## START The input
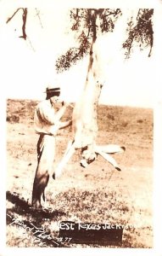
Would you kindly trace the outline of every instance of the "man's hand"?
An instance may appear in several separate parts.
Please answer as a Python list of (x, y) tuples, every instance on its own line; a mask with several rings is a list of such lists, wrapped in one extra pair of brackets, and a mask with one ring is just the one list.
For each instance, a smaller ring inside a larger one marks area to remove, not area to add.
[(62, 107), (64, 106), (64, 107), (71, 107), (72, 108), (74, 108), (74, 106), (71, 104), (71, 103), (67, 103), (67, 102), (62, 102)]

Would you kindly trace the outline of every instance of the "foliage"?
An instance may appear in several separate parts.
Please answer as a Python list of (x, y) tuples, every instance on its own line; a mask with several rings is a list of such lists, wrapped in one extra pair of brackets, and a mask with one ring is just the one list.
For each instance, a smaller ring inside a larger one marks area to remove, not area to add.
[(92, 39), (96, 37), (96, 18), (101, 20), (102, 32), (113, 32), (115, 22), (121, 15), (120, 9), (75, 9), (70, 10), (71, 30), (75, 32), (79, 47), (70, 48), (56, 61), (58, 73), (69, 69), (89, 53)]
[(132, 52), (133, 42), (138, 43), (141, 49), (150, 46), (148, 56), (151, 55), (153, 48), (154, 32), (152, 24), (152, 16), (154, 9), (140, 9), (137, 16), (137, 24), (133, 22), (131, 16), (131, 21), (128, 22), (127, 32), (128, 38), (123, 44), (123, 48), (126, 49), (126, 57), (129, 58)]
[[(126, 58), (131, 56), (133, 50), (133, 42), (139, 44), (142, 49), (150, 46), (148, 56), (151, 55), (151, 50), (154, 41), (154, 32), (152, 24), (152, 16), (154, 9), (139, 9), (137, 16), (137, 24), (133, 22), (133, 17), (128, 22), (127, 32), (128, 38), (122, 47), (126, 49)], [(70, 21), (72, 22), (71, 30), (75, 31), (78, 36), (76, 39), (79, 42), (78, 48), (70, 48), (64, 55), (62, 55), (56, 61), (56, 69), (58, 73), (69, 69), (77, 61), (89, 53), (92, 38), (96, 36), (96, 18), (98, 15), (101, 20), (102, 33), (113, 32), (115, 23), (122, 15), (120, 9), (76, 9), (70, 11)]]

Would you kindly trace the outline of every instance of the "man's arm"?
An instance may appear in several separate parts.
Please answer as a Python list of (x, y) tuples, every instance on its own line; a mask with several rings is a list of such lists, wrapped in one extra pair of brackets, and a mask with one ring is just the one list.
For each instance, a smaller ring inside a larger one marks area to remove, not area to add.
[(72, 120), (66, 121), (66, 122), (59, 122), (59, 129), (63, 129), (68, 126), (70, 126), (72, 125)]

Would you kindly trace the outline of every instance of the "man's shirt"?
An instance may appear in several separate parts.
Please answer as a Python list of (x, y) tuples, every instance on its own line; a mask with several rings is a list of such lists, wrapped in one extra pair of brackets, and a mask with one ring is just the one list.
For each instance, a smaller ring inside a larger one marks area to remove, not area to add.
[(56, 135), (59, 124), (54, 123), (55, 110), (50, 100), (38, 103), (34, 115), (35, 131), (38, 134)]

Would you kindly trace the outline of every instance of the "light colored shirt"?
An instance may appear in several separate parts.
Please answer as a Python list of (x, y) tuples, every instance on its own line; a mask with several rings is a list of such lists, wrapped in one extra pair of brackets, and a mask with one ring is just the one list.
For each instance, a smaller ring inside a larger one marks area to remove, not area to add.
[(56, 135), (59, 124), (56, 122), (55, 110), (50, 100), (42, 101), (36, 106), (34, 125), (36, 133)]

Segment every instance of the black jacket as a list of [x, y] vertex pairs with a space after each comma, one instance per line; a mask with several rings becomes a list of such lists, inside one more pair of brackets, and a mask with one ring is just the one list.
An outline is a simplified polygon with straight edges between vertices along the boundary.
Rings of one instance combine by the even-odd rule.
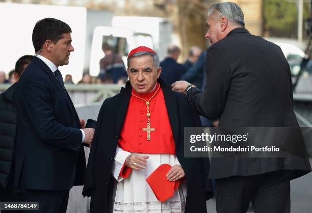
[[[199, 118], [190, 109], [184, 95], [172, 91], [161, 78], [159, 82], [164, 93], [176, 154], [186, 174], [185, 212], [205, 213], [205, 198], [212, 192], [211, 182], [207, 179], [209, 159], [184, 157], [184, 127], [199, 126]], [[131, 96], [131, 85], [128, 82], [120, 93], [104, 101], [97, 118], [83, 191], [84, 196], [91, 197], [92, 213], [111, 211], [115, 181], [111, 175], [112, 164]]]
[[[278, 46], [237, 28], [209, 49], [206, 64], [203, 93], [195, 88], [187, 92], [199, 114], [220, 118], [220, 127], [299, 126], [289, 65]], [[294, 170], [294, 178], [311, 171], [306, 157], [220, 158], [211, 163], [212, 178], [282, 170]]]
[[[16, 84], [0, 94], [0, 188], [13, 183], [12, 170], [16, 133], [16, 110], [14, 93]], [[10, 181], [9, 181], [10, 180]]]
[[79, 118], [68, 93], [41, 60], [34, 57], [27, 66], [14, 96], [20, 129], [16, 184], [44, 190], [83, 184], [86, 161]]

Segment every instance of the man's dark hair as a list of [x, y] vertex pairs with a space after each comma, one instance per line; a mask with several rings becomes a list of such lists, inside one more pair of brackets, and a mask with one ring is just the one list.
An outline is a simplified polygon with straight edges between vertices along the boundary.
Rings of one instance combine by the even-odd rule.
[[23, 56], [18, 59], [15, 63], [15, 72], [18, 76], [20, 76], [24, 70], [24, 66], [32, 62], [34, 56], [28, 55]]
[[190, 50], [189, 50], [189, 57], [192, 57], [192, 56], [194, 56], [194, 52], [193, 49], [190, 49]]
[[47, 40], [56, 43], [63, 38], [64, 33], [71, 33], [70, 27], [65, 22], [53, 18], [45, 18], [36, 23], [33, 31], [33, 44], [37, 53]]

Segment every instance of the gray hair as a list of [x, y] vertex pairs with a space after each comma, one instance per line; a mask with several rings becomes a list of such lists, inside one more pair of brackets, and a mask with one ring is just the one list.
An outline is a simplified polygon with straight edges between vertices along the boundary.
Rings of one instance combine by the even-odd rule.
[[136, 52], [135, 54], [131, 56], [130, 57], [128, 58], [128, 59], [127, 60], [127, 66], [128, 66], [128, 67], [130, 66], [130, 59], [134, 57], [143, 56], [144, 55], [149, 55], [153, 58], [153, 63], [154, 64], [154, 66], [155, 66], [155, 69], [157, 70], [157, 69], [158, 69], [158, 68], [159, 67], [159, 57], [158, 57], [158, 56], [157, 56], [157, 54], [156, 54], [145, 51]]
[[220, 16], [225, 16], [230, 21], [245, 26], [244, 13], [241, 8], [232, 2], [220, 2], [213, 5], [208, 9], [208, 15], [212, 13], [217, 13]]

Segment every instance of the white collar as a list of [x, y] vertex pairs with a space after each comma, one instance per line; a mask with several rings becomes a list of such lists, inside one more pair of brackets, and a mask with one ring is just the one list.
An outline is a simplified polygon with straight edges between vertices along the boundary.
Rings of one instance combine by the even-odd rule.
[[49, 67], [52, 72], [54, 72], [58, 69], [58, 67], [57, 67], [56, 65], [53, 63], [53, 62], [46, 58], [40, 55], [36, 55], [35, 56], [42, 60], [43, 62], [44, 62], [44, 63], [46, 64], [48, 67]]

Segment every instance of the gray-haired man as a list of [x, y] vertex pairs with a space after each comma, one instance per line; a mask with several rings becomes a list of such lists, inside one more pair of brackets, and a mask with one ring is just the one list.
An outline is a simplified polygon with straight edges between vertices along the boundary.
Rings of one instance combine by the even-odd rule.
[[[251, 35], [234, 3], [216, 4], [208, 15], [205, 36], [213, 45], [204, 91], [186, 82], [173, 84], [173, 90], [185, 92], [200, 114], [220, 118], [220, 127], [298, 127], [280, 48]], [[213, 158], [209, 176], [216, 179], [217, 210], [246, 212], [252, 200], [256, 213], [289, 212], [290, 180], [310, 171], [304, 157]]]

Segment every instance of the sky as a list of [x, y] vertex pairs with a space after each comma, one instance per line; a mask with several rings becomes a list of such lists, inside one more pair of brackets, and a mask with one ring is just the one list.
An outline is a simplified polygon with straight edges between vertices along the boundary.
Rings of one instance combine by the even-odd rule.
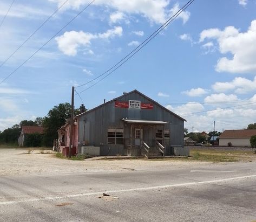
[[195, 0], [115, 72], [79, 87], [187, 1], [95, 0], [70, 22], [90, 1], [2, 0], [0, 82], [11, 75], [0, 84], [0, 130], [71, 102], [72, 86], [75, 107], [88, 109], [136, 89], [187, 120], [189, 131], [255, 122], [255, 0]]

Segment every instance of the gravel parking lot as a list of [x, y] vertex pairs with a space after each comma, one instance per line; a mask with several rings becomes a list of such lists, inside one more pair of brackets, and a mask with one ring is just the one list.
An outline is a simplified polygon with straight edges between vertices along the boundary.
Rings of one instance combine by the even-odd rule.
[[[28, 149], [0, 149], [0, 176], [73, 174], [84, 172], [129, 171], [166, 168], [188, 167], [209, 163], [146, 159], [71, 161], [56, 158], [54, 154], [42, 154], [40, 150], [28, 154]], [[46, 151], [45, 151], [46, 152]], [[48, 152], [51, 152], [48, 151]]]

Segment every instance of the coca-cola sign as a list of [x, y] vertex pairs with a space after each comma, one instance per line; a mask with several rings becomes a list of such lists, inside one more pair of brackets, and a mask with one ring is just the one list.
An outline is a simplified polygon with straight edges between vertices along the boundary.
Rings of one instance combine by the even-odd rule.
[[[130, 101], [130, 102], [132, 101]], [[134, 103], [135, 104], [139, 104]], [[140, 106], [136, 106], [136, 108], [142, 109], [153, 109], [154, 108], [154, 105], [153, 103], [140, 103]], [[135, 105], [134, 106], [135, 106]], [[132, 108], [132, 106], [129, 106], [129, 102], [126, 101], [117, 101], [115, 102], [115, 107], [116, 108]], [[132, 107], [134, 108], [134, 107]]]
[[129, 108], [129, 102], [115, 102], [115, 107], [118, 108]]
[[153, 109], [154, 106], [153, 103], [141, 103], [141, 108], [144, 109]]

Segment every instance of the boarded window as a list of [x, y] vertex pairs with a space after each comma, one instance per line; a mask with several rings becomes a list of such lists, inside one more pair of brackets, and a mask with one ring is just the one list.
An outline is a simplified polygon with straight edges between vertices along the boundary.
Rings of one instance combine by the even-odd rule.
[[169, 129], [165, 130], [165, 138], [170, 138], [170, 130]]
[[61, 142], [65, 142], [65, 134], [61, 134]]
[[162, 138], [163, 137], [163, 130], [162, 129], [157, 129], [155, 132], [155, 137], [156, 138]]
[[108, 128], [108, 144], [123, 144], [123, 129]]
## END The input
◆ Your goal
Recast the records as a numbered list, from the start through the line containing "102), (62, 102)]", skipping blank lines and omitting the pictures.

◆ Solved exercise
1. Would you kindly trace the outline of every instance of the "man's hand"?
2. An instance may appear in several separate parts.
3. Please answer as a Python list of (x, y) tuples, every instance on its own line; a mask with several rings is a list of such lists, wrapped in one extra pair of brackets, and a mask with one ring is just the one list.
4. For each instance, a smaller ring inside a larger one marks area to remove, not area to add.
5. [(62, 107), (64, 106), (64, 107), (71, 107), (72, 108), (74, 108), (74, 106), (71, 104), (71, 103), (67, 103), (67, 102), (62, 102)]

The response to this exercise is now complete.